• **TEXT PASSAGE**

I come into daily contact with the Yale-New Haven Hospital constables. Their professional background and scope of work is enormously assisted by having police powers, and their hospital-oriented specific training are all vital to a complex clinical program that inevitably deals with the behavior of patients and others that is, at times, dangerous. The constables participate in over 250 security events annually at the Psychiatric Hospital, and during my more than three years as medical director, there have been only three complaints from patients or families concerning their actions. All three were extensively reviewed and no fault was found with the behavior or judgment of the constables. This is an extraordinary record of restraint and expertise. Ben Healey would have you view them as “goon squads” (his comments can be found at The truth lies elsewhere. Rather, these constables are professionals who are required to be graduates of the Police Academy. That they had arrest powers meant that they rarely had to use them, and that they had weapons meant that they rarely needed them. Their calm, restrained, professional use of these tools was the source of their effectiveness.

At many points along the way, Ben Healey had the opportunity to play the role of problem solver, which he never attempted to do. The issue was never free speech; rather, what was at play was the opportunity to embarrass the hospital. Healey’s actions reflected a strong bias towards meeting the goals of the union and indicate that his activity as an alderman is driven by an ideology that is so strongly pro-labor that it overwhelms matters such as the security of those he represents. This bias gets in the way of clear thinking and inhibits the political and administrative imagination required to work out creative solutions.

Dan Kruger, an independent, is a better choice. His temperament is even and steady. He works toward the resolution of conflict, not the promulgation of it. He wants to bring people together in effective coalitions. Dan Kruger has had experience in complex political arenas, such as during his tenure as one of two students on the Connecticut State Board of Education, and a rich political apprenticeship through working as a page for his state representative in the Connecticut General Assembly and as a Presidential Public Service Fellow in DeStefano’s office. He was a delegate to the Connecticut Democratic Party Convention to nominate Bill Curry in July 2002. While Dan Kruger’s style is to consult and seek consensus, he is also a man of passion, who stands steadfast for his beliefs. But his great attraction as an alderman is his vision of a collaborative political alignment of the board, mayor’s office and New Haven’s major institutions, such as the hospital.

So, what has been the outcome of the constables losing their arrest powers? There have been some dangerous, awkward episodes such as a New Haven police officer’s lack of knowledge of how to handle bleeding patients (issues of handling bodily fluids of people who may be infected with life-threatening illnesses), and slowed response times to emergencies. I have seen hospital patients taunt and attempt to provoke the constables by indicating that they know that they cannot be arrested by the constables, resulting in a security force that is somewhat hamstrung. These provocations have nothing to do with the union’s efforts to organize the hospital workers or free speech. Security is too important to allow it to be hijacked by issues related to whether or not politicians need to support the unionization of the hospital. Dan Kruger is the man for Ward 1. His independence will serve us well. He should be our next alderman.

William H. Sledge, MD, is the medical director at Yale New Haven Psychiatric Hospital. He is also the master of Calhoun College and a resident of Ward 1.

• **Source data**
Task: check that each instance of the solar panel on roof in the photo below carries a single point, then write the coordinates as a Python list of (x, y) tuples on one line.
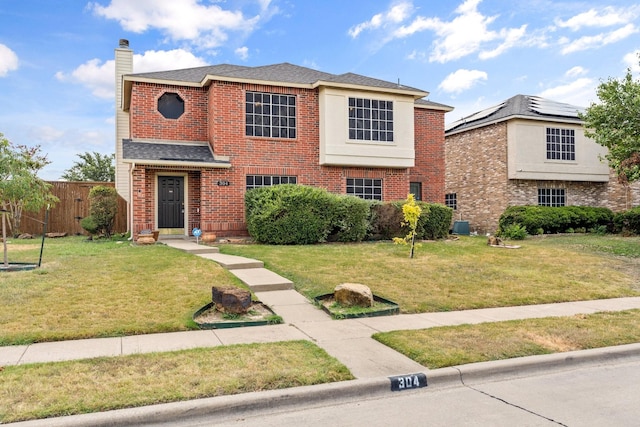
[(545, 106), (477, 116)]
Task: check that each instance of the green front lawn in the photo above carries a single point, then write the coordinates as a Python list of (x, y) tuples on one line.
[(466, 273), (97, 289)]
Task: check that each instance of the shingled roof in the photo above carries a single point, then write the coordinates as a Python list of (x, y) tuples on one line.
[(282, 73), (167, 153), (519, 106)]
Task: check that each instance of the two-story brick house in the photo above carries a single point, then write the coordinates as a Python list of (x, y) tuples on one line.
[(526, 150), (191, 142)]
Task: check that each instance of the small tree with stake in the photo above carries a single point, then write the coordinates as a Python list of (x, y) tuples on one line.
[(20, 188), (411, 212)]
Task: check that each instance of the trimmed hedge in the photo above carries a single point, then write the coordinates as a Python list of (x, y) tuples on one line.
[(628, 222), (350, 218), (290, 214), (550, 220)]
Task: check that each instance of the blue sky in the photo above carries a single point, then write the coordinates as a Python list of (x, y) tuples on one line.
[(56, 57)]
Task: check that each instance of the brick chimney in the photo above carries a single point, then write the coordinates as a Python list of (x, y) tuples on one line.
[(123, 66)]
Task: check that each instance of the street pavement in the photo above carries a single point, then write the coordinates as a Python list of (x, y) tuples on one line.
[(347, 340)]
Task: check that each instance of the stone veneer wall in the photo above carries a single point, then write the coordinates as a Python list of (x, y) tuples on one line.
[(476, 170)]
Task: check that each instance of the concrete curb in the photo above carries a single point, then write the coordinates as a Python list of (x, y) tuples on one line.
[(248, 404)]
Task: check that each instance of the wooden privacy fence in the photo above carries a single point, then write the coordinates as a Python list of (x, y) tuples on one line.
[(65, 216)]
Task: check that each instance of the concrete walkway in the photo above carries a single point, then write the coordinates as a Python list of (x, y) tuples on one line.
[(347, 340)]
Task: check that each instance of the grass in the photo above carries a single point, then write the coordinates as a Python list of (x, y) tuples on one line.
[(457, 345), (98, 289), (95, 385), (463, 274), (95, 289)]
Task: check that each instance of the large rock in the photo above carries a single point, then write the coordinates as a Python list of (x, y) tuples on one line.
[(350, 294), (231, 300)]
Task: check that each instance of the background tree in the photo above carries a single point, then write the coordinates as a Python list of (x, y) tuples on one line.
[(20, 188), (92, 167), (614, 123)]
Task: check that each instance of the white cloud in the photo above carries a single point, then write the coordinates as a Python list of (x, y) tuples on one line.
[(395, 14), (632, 61), (99, 76), (206, 26), (607, 17), (580, 92), (242, 52), (576, 71), (44, 134), (511, 38), (464, 35), (8, 60), (600, 40), (462, 80)]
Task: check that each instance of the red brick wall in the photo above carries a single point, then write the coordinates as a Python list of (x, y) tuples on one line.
[(221, 208), (430, 161), (146, 122)]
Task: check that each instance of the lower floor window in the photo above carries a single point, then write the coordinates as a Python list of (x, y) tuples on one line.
[(365, 188), (415, 188), (255, 181), (451, 200), (551, 197)]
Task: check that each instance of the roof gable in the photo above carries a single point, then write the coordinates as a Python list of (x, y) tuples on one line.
[(519, 106), (279, 74)]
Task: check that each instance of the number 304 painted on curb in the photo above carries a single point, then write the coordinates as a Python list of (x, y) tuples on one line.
[(407, 382)]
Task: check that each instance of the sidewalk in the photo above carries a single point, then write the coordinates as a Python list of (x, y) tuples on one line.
[(348, 340)]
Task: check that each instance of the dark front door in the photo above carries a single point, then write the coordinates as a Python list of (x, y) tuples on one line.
[(170, 202)]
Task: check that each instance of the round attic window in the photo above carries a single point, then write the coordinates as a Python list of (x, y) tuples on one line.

• **WHAT TO WORK ON**
Transcribe word for word the portion of the text on the Yale-New Haven Hospital constables from "William H. Sledge, MD, is" to "resident of Ward 1.".

• **SOLUTION BELOW**
William H. Sledge, MD, is the medical director at Yale New Haven Psychiatric Hospital. He is also the master of Calhoun College and a resident of Ward 1.